WORK TO BE COMPLETED: Reproduce, with no alteration, the span of lines that begins at the line containing "the suit lapel" and ends at the last line of the records, both ends included, and nothing else.

━━━━━ DATA EXCERPTS ━━━━━

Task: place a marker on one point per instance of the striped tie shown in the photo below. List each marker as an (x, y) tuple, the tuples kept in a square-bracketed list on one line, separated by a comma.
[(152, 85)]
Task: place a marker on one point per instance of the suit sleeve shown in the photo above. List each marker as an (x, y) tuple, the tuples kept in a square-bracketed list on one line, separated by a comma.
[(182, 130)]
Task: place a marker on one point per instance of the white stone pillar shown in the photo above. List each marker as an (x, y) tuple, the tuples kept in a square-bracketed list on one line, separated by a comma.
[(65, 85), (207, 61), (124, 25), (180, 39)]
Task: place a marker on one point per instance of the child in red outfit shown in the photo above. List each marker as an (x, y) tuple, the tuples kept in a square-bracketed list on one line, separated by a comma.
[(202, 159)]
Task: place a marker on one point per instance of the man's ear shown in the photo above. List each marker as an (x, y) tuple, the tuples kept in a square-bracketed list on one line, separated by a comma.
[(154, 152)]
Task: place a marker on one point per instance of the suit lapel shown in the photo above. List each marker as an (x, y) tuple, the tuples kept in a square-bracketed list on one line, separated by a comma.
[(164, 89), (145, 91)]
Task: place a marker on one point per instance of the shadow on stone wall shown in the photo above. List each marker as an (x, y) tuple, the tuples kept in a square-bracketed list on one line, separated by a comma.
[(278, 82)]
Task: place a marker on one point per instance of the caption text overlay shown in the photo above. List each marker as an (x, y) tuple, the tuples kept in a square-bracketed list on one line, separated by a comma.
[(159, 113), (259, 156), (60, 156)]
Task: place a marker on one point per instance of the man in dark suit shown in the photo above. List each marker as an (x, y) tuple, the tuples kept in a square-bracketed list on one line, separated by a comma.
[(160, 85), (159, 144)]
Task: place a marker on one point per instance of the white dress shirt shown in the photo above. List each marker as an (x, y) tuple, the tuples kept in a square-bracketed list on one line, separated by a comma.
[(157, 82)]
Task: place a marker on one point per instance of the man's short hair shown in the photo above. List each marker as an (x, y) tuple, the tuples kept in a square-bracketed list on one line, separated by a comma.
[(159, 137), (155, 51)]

━━━━━

RESULT:
Task: place a marker on one point per instance of the suit lapel shown in the photo above. List each marker as an (x, y) tuple, the tuples kept in a square-bracketed list on one line, separated by a comma.
[(164, 89), (145, 91)]
Task: place a marker on one point per instance of the shadow on stone wall shown in the photo above. List each marker as an (x, y) tuple, the tuples kept in a square-bracketed list on one line, separated by a comma.
[(278, 82)]
Task: place a marker on one point per instance of the caption text overlay shown in the photo above. List each marker as an (x, y) tuple, the tuples kept in a square-bracketed list on one line, separated by a comma.
[(159, 113), (259, 156), (60, 156)]
Task: place a marker on one point per instance of the man in dark suit shown in the photo above. List each marker as an (x, y) tuple, the tuples kept in a square-bracketed list on one line, separated by a comma.
[(160, 85), (159, 144)]
Task: place a marker on one point per instance of the white dress shirt shown in the photo above. List each marker as an (x, y) tuple, the tuples kept in a square-bracketed list on one line, separated by a comma.
[(157, 82)]
Task: place a marker on one point per instance of the man's short hair shown in the photo above. List each marker as an (x, y) tuple, the tuples kept in a square-bracketed list on one line, separated by a comma.
[(159, 137), (155, 51)]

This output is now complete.